- _Given text_:
* * *

Those Sneaky Zionists

In The Weekly Standard Lee Smith has a different take than the MSM on morale in Israel:

…Given the war in Lebanon and the rhetoric of Hezbollah’s Iranian patron, it is an appealing journalistic conceit to suggest that thoughts of yet another Jewish disaster can’t be too far from the minds of most Israelis right now, but that is not really how it is here.

The night before last I was at a small bar when one of the departing patrons wished the bartender, a barrel-chested guy in his mid-20s, a good night and added, “Hey man, I hope you get called up.” “Thanks,” said the bartender cheerfully, “I appreciate it.” Did he mean that he hopes you get called for reserve duty, I asked. “Yes,” the bartender explained. “Everyone really wants to do their part in what’s going on right now.”

It has been curious these last three weeks to follow the ongoing press narratives: On one hand, there is the “Israel” constructed by the media, a country divided, fearful and unsure of itself and its capacity to fight; and then there is the press version of “Lebanon,” where “disproportionate” Israeli bombing has driven all the Lebanese into the warm embrace of the Islamic resistance.

[…]

The young [Lebanese Forces] people idolize their za’im, Samir Geagea, even though, among other bloody acts, Geagea is believed responsible for the 1978 assassination of Tony Franjieh, his wife, and daughter. In contrast, My bartender, who served in Gaza last year where the Palestinian factions repeatedly used human shields, did everything possible to avoid hurting civilians, especially children. “You want to protect yourself,” he says, “but you can’t fire if you see a kid. I can’t imagine how I’d feel if I hit a kid.”

Clearly Hezbollah, like the Palestinian groups, uses human shields. We do not know precisely what happened at Qana and may never know for sure, but it is likely that we have reached a stage where the IDF believes itself damned regardless of how it regards civilian life, which makes things worse for Lebanese civilians, easier for Israeli troops, and will likely have no effect at all on the international media campaign that Israel has already lost.

* * *

- _Supplied records_:
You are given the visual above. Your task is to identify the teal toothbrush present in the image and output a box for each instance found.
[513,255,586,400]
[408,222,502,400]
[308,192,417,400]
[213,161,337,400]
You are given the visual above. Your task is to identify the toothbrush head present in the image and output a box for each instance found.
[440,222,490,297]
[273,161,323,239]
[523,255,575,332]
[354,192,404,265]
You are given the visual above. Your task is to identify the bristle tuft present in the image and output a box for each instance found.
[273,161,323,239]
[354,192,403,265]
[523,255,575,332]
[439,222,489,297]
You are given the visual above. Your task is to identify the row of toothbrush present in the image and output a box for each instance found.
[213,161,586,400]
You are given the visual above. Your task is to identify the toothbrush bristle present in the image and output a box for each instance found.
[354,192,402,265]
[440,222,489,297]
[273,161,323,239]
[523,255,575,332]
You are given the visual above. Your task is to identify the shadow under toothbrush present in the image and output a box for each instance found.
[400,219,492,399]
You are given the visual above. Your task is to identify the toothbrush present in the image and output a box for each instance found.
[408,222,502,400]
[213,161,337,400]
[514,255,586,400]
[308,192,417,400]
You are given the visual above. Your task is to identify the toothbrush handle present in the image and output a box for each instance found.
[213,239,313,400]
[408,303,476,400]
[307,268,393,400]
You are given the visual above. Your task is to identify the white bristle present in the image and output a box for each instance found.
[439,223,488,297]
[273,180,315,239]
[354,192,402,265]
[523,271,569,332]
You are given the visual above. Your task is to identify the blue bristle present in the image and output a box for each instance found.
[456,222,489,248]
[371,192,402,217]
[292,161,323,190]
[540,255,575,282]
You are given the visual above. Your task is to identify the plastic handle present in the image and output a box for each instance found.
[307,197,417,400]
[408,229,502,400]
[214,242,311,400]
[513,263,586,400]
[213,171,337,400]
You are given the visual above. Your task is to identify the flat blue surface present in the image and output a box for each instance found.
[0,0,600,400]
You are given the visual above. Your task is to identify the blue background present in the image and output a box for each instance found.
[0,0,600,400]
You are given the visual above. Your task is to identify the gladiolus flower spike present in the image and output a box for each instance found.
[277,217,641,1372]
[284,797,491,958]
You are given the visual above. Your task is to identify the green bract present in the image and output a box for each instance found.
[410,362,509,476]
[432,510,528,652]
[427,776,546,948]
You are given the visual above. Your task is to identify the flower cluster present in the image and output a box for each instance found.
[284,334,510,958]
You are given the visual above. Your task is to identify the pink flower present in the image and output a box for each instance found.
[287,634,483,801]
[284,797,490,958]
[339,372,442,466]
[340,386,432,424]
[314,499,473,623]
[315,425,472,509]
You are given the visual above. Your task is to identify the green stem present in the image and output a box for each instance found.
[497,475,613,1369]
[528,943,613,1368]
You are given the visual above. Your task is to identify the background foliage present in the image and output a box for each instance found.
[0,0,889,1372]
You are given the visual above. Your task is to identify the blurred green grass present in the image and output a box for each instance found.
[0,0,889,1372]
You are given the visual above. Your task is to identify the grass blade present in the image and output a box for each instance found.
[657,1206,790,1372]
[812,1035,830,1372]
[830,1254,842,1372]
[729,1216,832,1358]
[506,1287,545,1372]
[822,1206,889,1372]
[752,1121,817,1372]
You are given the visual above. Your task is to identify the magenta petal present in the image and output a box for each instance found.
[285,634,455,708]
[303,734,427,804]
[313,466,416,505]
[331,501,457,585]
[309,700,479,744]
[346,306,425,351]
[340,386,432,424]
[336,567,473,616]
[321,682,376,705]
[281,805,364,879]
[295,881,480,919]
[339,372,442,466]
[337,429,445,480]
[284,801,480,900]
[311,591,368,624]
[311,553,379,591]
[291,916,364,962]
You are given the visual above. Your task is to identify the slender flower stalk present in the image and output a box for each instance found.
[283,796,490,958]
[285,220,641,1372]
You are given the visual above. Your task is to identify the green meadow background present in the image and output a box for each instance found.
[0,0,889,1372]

* * *

- _Challenge_:
Set down the stretch of the piece on Israeli morale above from "Those Sneaky Zionists" through "it is here.", word for word.

- _The answer_:
Those Sneaky Zionists

In The Weekly Standard Lee Smith has a different take than the MSM on morale in Israel:

…Given the war in Lebanon and the rhetoric of Hezbollah’s Iranian patron, it is an appealing journalistic conceit to suggest that thoughts of yet another Jewish disaster can’t be too far from the minds of most Israelis right now, but that is not really how it is here.